PROBLEM DESCRIPTION. Rewrite the items below with every "Target" changed to "Object", leaving all other text as it is.

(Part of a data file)
***
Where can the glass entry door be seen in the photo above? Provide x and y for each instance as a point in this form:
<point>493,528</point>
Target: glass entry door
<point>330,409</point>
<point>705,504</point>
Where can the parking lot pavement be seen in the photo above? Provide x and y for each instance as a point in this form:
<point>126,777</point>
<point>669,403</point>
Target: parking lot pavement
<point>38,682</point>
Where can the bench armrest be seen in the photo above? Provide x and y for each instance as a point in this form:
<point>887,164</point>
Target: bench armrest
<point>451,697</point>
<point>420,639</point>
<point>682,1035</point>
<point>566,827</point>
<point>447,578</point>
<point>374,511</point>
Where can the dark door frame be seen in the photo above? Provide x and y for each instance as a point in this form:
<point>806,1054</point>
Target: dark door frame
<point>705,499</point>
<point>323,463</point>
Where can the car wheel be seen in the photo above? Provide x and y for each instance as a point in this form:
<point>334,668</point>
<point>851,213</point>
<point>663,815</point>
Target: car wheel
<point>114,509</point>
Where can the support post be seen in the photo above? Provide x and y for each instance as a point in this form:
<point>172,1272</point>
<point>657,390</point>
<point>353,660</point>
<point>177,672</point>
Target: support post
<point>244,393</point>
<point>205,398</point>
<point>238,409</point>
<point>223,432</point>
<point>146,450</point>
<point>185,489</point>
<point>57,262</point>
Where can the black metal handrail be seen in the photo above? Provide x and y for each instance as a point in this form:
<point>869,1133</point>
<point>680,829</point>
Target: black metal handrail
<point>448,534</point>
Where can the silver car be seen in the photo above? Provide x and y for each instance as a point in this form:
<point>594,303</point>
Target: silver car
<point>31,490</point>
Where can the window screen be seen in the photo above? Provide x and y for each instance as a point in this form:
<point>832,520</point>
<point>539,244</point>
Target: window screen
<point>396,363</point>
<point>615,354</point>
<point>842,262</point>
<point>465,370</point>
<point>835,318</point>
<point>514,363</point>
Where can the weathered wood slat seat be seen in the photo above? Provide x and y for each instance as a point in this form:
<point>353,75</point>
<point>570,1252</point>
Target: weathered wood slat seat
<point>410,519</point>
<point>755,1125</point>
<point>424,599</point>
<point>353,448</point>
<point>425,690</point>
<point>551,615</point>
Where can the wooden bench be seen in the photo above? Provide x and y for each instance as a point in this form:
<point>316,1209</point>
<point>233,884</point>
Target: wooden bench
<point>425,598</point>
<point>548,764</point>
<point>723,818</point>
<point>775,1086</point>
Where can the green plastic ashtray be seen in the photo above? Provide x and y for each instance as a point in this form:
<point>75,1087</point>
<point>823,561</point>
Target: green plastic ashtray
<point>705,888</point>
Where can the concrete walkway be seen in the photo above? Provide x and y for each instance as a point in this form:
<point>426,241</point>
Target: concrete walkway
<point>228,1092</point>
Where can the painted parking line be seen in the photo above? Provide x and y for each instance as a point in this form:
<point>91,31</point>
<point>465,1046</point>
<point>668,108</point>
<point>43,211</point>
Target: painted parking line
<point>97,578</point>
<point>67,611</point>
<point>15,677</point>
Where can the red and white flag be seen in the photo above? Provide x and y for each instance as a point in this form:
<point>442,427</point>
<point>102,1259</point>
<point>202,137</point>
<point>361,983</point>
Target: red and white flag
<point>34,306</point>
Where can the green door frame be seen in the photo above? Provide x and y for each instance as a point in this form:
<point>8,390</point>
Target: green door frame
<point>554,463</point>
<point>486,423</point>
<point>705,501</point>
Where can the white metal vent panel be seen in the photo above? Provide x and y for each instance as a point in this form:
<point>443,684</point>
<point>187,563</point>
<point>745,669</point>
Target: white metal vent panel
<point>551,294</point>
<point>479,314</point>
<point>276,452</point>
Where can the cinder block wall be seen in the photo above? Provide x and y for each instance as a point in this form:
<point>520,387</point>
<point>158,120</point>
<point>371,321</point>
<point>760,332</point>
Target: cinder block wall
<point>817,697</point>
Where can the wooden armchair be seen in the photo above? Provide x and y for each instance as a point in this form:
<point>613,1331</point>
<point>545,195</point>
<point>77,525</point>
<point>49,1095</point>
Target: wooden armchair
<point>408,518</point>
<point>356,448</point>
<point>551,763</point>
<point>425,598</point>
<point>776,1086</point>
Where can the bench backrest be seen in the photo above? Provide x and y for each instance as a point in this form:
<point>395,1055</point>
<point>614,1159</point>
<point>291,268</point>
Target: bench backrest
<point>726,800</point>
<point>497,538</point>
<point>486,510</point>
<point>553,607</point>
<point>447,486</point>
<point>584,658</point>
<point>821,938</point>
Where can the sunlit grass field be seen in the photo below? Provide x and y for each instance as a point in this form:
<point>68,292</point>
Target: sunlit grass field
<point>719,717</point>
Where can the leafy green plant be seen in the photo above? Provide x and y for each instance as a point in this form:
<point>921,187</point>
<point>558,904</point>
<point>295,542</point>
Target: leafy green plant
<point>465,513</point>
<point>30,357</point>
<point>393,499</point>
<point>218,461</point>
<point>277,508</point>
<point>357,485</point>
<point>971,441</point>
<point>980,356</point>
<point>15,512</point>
***
RIGHT ANSWER.
Where can the glass entry door be seen in the photo above? Provide x and y for each instance as a point in this form:
<point>493,528</point>
Object: glass entry door
<point>330,409</point>
<point>705,504</point>
Where can the parking lot pavement be seen in the photo above? Provide x and y for each instance as a point in this form:
<point>126,777</point>
<point>669,403</point>
Object: parking lot pavement
<point>38,682</point>
Where can the bench armrest be seen in the photo above? Provide x and y for each instance as a point in this form:
<point>887,164</point>
Object: bench armrest
<point>451,697</point>
<point>420,639</point>
<point>682,1035</point>
<point>566,827</point>
<point>447,578</point>
<point>374,511</point>
Where can the dark door frame be seen in the photo above? Provide x and y for each instance as a point in this form:
<point>806,1054</point>
Object: dark door frame
<point>705,499</point>
<point>323,463</point>
Where can the car wheel be seen in the photo above? Provide x and y for each instance as a point in this form:
<point>334,668</point>
<point>851,213</point>
<point>663,815</point>
Object: car wheel
<point>114,509</point>
Where can the support post be seen in the photo above? Provide x and y for each instance as a point in this form:
<point>172,1272</point>
<point>657,390</point>
<point>353,660</point>
<point>177,672</point>
Object: support post
<point>244,393</point>
<point>205,398</point>
<point>238,409</point>
<point>223,432</point>
<point>146,450</point>
<point>185,489</point>
<point>57,262</point>
Where can the black metal handrail be seen in the photo above? Provide x and y for each instance as a point in this form:
<point>869,1133</point>
<point>680,829</point>
Object: black metal handrail
<point>448,534</point>
Where can the silver car be seen in the photo above? Provide x and y for each instance as a point in this form:
<point>594,303</point>
Object: silver car
<point>31,490</point>
Where can the window screen be seen in the photo above? Provide x and y for each instance as a point in this form:
<point>832,520</point>
<point>539,244</point>
Object: window screen
<point>396,363</point>
<point>615,354</point>
<point>842,262</point>
<point>465,370</point>
<point>835,318</point>
<point>514,363</point>
Where can the weathered wood slat seat be seen in the photo above? Provide x and y for each instance as a point in this form:
<point>353,75</point>
<point>570,1252</point>
Object: weathered wood slat seat
<point>410,519</point>
<point>755,1125</point>
<point>424,599</point>
<point>353,448</point>
<point>425,690</point>
<point>551,615</point>
Where can the wooden bench be seen in the photo above? Provide x and y for each instance as a point in this form:
<point>316,1209</point>
<point>233,884</point>
Object: wooden bench
<point>425,598</point>
<point>548,764</point>
<point>723,818</point>
<point>775,1086</point>
Where can the green plastic ashtray be seen in the photo above? Provide x and y for each instance as a point in this form:
<point>75,1087</point>
<point>823,561</point>
Object: green plastic ashtray
<point>705,888</point>
Where can the concrete walkway be seen in the photo above? Provide x and y for each instance as a point in this form:
<point>426,241</point>
Object: concrete walkway
<point>228,1092</point>
Where can the painted parking line be seen in the photo above? Provide x and y for each instance as a point in this form:
<point>91,31</point>
<point>465,1046</point>
<point>668,108</point>
<point>43,211</point>
Object: painted parking line
<point>97,578</point>
<point>67,611</point>
<point>15,677</point>
Where can the red and white flag be seen in the photo above? Provide x and y for each instance as a point in this form:
<point>442,427</point>
<point>102,1259</point>
<point>202,137</point>
<point>361,983</point>
Object: red and white flag
<point>34,306</point>
Where can the green door frame be seen in the photo above? Provide x and y for each instance as a point in this form:
<point>8,390</point>
Object: green door frame
<point>554,463</point>
<point>486,423</point>
<point>705,501</point>
Where can the white metal vent panel be seen in the photo above? Provide x and y for each instance as a point in this form:
<point>443,684</point>
<point>187,563</point>
<point>745,669</point>
Object: white metal vent panel
<point>551,294</point>
<point>479,314</point>
<point>276,452</point>
Where can the cinder block wall be seen in the photo above? Provide x and y for each instance as a point in this form:
<point>520,387</point>
<point>158,120</point>
<point>371,321</point>
<point>760,332</point>
Object: cinder block wall
<point>817,697</point>
Where can the wooden armchair be seen in the photo above? Provide x and y for each instance as a point in this form:
<point>613,1331</point>
<point>545,195</point>
<point>77,525</point>
<point>49,1095</point>
Object: wooden armchair
<point>408,518</point>
<point>356,448</point>
<point>551,763</point>
<point>425,598</point>
<point>776,1086</point>
Where can the bench backrest be seen in the photo above? Provide x and y for each instance as a point in this form:
<point>395,1055</point>
<point>614,1159</point>
<point>291,268</point>
Object: bench backrest
<point>726,800</point>
<point>497,538</point>
<point>486,510</point>
<point>553,607</point>
<point>447,486</point>
<point>584,658</point>
<point>821,938</point>
Where can the sunlit grass field be seen in the photo below? Provide x and y for each instance as a point in this form:
<point>68,292</point>
Object: sunlit grass field
<point>719,717</point>
Where can the leafy green plant be seen in the photo above? Provide x and y for each instance as a point in this form:
<point>921,187</point>
<point>558,904</point>
<point>295,542</point>
Object: leafy green plant
<point>465,513</point>
<point>30,357</point>
<point>393,499</point>
<point>218,461</point>
<point>277,508</point>
<point>357,485</point>
<point>971,441</point>
<point>980,356</point>
<point>15,512</point>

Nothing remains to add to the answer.